## PROBLEM
Taking the entries below from the top, restate each line exactly and end with the line containing "Target: gold spire".

Data entries
────────────────────
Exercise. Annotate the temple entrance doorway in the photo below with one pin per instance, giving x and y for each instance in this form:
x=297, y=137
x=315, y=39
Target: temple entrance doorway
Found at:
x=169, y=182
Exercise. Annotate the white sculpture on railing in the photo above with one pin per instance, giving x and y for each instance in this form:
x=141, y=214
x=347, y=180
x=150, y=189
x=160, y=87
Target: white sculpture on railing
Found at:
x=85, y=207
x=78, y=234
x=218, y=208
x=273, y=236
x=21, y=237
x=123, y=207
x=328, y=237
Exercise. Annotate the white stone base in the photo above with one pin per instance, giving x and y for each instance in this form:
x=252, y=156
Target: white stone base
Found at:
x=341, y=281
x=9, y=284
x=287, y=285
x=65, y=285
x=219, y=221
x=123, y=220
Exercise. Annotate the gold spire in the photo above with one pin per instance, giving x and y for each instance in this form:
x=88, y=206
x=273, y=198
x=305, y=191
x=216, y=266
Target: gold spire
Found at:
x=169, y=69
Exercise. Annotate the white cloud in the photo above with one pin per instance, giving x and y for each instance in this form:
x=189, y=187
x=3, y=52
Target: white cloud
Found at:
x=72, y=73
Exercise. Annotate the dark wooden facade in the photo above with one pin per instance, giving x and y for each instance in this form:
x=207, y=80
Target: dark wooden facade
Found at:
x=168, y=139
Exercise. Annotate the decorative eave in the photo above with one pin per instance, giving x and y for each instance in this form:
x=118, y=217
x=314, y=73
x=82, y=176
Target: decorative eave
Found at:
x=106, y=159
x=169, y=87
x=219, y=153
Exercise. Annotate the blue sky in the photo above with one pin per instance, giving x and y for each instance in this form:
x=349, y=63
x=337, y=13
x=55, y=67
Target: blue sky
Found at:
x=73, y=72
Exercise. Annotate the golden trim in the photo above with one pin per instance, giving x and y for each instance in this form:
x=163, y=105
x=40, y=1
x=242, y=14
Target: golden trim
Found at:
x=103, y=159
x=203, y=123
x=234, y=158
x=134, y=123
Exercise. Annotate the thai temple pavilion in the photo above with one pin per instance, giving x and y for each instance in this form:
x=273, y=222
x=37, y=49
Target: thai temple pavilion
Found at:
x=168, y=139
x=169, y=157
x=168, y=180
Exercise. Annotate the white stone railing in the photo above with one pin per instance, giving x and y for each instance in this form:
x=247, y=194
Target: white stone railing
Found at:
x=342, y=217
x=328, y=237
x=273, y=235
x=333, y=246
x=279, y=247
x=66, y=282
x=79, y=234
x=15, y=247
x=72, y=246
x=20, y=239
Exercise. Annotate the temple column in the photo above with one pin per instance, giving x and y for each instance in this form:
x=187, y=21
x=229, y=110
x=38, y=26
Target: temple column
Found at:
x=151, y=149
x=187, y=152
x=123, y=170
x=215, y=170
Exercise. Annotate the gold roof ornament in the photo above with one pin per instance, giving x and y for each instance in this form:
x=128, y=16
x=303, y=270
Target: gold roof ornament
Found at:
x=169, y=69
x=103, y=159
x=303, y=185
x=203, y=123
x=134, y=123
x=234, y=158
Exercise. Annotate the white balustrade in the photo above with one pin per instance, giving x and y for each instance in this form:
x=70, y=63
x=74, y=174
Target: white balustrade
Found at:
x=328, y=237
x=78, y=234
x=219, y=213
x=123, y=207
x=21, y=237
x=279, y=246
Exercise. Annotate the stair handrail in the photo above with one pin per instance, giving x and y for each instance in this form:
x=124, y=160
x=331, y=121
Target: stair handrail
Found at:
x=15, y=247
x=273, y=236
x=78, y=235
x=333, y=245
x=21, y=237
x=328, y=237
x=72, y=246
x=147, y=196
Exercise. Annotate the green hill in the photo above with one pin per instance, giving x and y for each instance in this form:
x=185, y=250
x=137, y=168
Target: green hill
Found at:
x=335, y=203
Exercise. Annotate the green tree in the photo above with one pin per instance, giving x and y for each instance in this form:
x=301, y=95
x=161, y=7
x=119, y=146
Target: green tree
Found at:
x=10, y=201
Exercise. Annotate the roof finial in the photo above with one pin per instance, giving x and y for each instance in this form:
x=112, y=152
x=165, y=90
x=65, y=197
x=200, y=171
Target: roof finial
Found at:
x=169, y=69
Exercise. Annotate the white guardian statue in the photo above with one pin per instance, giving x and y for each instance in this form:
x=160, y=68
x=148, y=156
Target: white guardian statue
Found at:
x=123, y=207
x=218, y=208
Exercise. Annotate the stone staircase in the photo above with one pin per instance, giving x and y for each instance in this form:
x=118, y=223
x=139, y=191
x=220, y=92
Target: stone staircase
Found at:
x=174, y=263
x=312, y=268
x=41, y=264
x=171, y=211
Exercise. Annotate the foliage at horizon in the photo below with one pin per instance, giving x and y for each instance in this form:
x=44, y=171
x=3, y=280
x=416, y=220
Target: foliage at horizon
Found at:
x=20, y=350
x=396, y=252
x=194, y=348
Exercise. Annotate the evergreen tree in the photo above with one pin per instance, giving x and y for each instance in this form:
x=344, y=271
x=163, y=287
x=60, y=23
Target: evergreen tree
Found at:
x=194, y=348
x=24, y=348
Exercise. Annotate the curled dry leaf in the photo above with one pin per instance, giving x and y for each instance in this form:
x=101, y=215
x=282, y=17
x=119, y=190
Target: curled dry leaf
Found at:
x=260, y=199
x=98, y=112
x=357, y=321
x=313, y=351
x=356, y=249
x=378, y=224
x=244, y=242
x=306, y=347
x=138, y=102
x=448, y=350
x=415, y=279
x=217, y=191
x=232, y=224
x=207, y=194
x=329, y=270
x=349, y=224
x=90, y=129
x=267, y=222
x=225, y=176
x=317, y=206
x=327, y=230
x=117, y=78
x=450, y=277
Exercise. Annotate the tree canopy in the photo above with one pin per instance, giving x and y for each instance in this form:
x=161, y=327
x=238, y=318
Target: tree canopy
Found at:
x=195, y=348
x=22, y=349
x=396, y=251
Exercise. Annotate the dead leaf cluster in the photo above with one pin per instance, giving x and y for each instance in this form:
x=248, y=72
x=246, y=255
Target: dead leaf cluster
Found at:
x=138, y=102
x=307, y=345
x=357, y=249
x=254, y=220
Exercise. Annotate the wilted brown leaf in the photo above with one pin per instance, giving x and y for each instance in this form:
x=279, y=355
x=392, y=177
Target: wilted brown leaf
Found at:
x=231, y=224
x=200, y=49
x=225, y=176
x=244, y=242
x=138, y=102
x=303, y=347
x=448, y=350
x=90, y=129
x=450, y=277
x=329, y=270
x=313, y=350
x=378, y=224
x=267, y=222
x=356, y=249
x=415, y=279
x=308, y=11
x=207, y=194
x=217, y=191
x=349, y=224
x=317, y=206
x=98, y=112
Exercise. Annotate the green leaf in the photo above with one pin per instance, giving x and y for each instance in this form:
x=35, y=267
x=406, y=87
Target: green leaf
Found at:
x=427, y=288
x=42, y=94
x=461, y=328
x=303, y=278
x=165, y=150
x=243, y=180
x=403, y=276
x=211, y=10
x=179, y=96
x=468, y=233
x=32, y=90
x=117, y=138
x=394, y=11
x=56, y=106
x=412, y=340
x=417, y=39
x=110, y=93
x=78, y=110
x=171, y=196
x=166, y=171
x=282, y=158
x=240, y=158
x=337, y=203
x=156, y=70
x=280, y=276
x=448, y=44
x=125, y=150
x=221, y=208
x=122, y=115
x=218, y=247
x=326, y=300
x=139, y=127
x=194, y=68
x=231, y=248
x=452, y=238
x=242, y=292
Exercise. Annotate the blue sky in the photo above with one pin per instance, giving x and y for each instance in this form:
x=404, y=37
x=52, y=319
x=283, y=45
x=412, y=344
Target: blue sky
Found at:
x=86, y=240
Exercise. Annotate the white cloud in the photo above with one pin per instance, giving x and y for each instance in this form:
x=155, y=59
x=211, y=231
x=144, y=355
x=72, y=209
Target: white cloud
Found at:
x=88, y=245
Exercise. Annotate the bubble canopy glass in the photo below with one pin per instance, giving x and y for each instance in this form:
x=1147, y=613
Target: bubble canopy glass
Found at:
────────────────────
## WRITTEN SOLUTION
Exercise. Annotate the temple entrance doorway in the photo below with one pin per instance, giving x and y for each instance in this form:
x=297, y=137
x=315, y=39
Target: temple entrance doorway
Found at:
x=169, y=182
Exercise. Annotate the white sculpture on railing in the photo above with one pin per instance, giving x and y for each instance in this form:
x=141, y=214
x=347, y=180
x=150, y=189
x=160, y=87
Target: white sculpture on railing
Found at:
x=85, y=207
x=78, y=234
x=218, y=208
x=273, y=236
x=21, y=237
x=123, y=207
x=328, y=237
Exercise. Annotate the white stone base in the photo above with one pin per instance, giving x and y for each instance in this form:
x=252, y=156
Target: white stone base
Found at:
x=341, y=281
x=9, y=284
x=287, y=285
x=65, y=285
x=219, y=221
x=123, y=220
Exercise. Annotate the gold spire in the photo above with one pin per instance, giving x and y for each instance in this form:
x=88, y=206
x=273, y=198
x=305, y=191
x=216, y=266
Target: gold spire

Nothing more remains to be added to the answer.